▶ [Problem] Your response should reproduce every line of the entries that contains the word "woman".

▶ [Segmentation mask data]
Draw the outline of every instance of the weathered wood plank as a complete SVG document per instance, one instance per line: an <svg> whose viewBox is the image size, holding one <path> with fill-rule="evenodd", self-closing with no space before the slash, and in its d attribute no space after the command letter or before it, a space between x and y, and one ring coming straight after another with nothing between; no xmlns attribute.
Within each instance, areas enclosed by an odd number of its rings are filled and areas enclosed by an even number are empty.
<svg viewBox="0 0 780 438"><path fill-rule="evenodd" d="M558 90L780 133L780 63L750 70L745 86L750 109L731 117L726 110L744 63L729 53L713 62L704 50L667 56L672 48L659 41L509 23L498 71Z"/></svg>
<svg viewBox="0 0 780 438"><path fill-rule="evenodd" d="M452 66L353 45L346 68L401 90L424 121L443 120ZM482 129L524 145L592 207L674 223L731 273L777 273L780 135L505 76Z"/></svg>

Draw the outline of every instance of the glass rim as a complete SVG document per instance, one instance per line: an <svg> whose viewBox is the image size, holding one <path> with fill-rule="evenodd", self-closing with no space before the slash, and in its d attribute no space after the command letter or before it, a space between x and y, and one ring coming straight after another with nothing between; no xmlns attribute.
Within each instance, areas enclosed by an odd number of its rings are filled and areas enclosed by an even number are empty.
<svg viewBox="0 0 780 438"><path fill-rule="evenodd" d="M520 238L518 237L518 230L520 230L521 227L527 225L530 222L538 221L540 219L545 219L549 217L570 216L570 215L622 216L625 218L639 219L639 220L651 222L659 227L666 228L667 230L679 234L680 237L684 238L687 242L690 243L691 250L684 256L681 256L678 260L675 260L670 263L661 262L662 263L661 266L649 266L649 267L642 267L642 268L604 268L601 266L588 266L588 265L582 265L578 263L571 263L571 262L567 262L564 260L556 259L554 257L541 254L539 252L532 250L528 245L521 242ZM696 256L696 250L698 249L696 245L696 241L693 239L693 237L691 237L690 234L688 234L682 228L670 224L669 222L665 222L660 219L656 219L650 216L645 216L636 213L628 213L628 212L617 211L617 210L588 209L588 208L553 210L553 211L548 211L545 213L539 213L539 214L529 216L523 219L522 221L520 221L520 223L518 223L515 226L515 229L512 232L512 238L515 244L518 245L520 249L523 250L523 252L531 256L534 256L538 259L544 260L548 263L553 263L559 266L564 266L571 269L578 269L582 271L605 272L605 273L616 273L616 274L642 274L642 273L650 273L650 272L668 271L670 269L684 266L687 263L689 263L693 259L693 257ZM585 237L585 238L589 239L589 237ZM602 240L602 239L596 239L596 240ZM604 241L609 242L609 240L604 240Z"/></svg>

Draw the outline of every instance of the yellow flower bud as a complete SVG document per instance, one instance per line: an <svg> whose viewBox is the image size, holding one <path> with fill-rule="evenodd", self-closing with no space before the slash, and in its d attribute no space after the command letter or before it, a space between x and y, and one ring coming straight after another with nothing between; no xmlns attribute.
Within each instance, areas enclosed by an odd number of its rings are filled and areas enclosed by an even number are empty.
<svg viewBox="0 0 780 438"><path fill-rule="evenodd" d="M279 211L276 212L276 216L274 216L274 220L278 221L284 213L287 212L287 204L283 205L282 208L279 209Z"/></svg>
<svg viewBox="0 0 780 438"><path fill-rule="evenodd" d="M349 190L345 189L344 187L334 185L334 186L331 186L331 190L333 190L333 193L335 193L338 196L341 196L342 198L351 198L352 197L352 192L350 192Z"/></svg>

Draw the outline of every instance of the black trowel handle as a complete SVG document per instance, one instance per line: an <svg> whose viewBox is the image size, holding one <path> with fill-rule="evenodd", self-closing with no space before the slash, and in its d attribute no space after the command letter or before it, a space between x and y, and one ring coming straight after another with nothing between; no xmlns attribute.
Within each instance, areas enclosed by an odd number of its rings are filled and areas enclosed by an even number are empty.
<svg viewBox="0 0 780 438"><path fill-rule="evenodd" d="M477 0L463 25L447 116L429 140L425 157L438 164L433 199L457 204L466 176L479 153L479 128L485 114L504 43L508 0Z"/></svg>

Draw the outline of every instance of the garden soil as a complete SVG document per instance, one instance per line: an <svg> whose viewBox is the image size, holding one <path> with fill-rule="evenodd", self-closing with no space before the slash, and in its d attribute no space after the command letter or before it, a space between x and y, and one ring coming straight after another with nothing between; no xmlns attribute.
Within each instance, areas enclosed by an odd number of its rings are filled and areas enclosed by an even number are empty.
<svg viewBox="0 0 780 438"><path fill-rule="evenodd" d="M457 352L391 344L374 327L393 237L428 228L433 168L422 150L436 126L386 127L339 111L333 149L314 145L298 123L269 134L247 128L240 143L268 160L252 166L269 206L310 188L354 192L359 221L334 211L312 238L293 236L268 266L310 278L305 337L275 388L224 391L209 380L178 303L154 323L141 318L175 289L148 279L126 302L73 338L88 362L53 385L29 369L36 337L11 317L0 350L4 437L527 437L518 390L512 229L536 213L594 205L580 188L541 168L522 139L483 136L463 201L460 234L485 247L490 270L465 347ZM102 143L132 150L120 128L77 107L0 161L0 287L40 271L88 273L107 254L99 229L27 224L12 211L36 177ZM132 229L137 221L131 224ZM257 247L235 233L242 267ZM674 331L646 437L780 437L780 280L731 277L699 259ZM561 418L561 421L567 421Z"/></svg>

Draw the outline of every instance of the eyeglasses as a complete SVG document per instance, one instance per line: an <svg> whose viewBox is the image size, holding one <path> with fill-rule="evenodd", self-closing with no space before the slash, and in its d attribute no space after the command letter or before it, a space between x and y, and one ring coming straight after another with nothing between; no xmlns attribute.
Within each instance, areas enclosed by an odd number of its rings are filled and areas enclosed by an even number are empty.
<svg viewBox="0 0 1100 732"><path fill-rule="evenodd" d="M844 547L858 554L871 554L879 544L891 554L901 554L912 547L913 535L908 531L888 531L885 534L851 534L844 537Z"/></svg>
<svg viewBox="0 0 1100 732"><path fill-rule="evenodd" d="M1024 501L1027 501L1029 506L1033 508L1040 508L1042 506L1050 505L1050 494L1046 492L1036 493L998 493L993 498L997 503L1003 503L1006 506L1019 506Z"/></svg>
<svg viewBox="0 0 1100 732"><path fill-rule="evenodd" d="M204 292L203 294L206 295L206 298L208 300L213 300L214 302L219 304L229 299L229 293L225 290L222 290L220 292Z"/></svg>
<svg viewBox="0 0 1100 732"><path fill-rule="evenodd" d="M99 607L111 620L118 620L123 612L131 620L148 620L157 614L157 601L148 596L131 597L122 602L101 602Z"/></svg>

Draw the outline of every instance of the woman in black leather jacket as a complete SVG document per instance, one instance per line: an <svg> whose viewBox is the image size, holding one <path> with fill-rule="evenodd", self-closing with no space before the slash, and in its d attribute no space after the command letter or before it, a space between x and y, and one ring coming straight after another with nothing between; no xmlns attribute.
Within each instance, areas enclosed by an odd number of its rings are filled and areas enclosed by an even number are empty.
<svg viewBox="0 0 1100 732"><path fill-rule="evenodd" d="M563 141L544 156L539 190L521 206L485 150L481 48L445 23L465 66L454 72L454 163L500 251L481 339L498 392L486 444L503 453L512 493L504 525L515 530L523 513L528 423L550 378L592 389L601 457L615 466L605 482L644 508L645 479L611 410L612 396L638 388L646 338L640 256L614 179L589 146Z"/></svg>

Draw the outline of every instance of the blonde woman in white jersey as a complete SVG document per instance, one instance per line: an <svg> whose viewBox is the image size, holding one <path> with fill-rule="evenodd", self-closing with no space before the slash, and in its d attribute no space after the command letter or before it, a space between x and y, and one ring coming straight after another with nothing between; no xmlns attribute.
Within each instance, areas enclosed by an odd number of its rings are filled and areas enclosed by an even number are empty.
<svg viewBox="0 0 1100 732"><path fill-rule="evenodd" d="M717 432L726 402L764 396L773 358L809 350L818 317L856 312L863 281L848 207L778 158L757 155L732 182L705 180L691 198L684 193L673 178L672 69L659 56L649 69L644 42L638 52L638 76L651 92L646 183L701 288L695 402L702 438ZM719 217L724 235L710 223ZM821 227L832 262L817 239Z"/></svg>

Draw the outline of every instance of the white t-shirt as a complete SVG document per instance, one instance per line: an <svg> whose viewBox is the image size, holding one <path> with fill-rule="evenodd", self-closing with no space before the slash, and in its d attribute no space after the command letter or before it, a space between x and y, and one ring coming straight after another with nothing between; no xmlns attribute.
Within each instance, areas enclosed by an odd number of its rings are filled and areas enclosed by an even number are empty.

▶ [Result of the exercise]
Draw the outline of every instance of the woman in black leather jacket as a complete SVG document per instance, one instance per line: an <svg> whose viewBox is the image size, holding one <path> with fill-rule="evenodd", self-closing with no space before the slash, and in its d attribute no space after the command letter or before it, a space between x and y, and one ring coming straight after another with nothing between; no xmlns attribute.
Draw the outline of every instance of the blonde woman in white jersey as a complete SVG document per instance, one instance per line: an <svg> whose viewBox is the image size, holding one <path> with fill-rule="evenodd", self-closing with no space before the slash, and in its d attribute no space after the command letter or before it, a space between x and y, and one ring coming straight after another with nothing between; no xmlns attribute.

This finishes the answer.